═══ Input records ═══
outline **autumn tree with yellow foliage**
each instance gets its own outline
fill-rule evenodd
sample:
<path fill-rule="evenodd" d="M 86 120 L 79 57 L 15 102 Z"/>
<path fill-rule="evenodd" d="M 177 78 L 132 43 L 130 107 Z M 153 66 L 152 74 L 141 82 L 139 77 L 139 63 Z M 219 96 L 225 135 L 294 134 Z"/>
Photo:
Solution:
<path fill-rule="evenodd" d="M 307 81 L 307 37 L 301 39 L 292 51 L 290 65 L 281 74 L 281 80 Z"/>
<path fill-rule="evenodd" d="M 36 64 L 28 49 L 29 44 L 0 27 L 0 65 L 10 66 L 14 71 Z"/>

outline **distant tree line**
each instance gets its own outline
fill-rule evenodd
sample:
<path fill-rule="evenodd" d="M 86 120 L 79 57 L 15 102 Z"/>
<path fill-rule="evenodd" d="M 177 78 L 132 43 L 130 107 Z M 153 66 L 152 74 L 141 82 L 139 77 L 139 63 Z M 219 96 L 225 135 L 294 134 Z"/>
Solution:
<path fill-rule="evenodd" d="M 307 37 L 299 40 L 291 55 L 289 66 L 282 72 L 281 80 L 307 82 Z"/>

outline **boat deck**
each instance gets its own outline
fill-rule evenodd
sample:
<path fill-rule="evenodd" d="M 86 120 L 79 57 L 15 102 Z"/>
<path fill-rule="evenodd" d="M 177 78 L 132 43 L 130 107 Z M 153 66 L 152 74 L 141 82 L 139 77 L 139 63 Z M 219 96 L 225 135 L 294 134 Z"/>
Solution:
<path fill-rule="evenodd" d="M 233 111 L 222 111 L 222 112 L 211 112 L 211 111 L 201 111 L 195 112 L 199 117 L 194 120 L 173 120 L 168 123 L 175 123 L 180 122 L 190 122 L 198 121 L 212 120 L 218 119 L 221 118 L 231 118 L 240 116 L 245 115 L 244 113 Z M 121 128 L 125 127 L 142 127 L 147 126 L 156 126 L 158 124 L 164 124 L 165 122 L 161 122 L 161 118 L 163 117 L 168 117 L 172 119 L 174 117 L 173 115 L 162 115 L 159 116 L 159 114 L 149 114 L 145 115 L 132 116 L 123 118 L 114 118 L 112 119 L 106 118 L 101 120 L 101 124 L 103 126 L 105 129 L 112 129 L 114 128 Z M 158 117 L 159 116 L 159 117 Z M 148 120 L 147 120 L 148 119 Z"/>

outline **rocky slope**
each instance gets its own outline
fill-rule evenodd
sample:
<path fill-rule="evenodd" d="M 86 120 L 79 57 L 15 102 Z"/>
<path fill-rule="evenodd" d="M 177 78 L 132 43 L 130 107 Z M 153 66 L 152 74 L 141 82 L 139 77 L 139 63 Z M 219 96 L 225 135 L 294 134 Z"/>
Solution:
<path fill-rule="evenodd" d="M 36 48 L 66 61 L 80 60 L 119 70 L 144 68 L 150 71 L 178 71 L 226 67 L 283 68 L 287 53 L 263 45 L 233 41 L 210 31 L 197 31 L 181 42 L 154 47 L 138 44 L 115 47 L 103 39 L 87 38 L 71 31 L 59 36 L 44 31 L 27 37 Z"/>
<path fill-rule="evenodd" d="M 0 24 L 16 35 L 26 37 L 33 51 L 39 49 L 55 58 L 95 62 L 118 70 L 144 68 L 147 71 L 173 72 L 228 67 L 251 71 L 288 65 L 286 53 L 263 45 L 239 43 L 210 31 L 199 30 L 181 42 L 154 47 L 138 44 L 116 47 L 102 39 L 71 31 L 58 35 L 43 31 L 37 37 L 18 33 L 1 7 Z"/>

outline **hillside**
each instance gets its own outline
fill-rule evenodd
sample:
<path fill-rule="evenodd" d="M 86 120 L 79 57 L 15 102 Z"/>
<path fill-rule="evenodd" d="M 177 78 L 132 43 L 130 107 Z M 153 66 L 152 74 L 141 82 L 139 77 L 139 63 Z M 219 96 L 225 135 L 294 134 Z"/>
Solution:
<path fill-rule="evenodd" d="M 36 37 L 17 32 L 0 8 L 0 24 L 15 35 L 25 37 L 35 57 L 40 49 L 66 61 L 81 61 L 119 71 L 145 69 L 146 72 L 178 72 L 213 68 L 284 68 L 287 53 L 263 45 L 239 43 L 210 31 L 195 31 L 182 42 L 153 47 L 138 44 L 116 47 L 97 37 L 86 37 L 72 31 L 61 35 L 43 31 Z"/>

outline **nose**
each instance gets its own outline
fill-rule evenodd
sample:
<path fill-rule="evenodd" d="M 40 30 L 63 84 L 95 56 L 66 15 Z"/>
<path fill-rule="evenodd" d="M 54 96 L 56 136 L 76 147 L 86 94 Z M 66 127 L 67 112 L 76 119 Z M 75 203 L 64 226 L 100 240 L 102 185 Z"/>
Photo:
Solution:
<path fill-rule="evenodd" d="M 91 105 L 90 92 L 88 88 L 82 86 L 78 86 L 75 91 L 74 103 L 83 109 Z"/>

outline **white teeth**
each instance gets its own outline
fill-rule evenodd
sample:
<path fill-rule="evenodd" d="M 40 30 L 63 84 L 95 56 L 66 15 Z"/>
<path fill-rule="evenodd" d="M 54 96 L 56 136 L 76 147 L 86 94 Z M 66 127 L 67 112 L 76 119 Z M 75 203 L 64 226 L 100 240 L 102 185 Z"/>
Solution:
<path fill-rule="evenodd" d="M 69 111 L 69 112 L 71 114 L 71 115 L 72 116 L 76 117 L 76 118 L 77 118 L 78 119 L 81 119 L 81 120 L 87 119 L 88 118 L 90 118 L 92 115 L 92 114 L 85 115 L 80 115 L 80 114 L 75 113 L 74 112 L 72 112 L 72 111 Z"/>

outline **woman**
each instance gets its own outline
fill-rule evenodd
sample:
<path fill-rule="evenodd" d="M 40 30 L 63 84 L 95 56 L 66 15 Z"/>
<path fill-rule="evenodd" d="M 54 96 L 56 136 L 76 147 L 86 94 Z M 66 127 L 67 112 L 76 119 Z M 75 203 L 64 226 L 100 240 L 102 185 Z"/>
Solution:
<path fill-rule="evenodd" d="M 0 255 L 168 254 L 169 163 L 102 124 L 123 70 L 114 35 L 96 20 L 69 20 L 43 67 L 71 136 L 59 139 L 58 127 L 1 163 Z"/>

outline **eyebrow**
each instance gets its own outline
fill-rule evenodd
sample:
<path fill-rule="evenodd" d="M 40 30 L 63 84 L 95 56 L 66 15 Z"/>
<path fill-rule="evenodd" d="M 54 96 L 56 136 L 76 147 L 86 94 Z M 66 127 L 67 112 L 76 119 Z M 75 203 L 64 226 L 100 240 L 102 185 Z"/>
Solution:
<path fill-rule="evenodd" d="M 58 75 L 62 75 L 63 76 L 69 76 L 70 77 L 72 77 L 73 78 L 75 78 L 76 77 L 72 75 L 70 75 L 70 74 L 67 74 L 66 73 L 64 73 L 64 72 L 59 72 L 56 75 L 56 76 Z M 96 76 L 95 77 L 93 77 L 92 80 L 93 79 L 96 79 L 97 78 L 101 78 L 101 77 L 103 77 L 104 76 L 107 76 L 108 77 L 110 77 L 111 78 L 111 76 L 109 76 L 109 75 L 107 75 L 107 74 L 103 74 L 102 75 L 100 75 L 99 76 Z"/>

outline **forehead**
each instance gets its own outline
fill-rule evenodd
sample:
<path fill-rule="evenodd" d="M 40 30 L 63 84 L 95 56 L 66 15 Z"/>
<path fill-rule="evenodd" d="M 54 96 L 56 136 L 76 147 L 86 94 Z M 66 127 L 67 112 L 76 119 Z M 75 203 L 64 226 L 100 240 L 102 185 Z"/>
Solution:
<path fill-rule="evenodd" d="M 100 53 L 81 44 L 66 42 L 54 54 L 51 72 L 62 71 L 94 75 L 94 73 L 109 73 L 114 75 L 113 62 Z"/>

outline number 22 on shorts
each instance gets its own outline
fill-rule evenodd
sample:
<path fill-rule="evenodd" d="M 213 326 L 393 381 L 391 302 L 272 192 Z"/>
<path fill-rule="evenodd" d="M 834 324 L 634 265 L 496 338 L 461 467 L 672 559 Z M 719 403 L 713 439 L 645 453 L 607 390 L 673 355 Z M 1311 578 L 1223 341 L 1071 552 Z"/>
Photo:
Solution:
═══
## Task statement
Copy the material from the line with "outline **boat deck**" through the line with "233 111 L 222", both included. Multiply every coordinate in the answer path by 1.5 and round to whole numbers, with halves going up; all other numbers stay as they are.

## Exercise solution
outline **boat deck**
each instance gets its own outline
fill-rule evenodd
sample:
<path fill-rule="evenodd" d="M 86 120 L 79 57 L 15 102 Z"/>
<path fill-rule="evenodd" d="M 177 78 L 132 43 L 130 107 Z M 153 66 L 152 74 L 141 82 L 139 77 L 139 63 Z M 219 96 L 225 135 L 294 134 Z"/>
Solution:
<path fill-rule="evenodd" d="M 350 167 L 333 167 L 333 168 L 317 168 L 317 167 L 302 167 L 293 168 L 299 176 L 291 180 L 260 180 L 252 185 L 263 185 L 270 183 L 285 183 L 297 182 L 318 180 L 327 179 L 332 177 L 347 177 L 360 174 L 368 173 L 366 170 Z M 182 192 L 188 191 L 213 191 L 221 189 L 234 189 L 237 186 L 246 186 L 248 183 L 242 183 L 242 177 L 245 176 L 252 176 L 258 179 L 261 176 L 260 173 L 243 173 L 239 174 L 239 171 L 224 171 L 218 173 L 198 174 L 185 177 L 171 177 L 168 179 L 159 177 L 152 180 L 152 186 L 155 189 L 158 194 L 168 194 L 171 192 Z M 237 176 L 239 174 L 239 176 Z M 222 180 L 221 180 L 222 179 Z"/>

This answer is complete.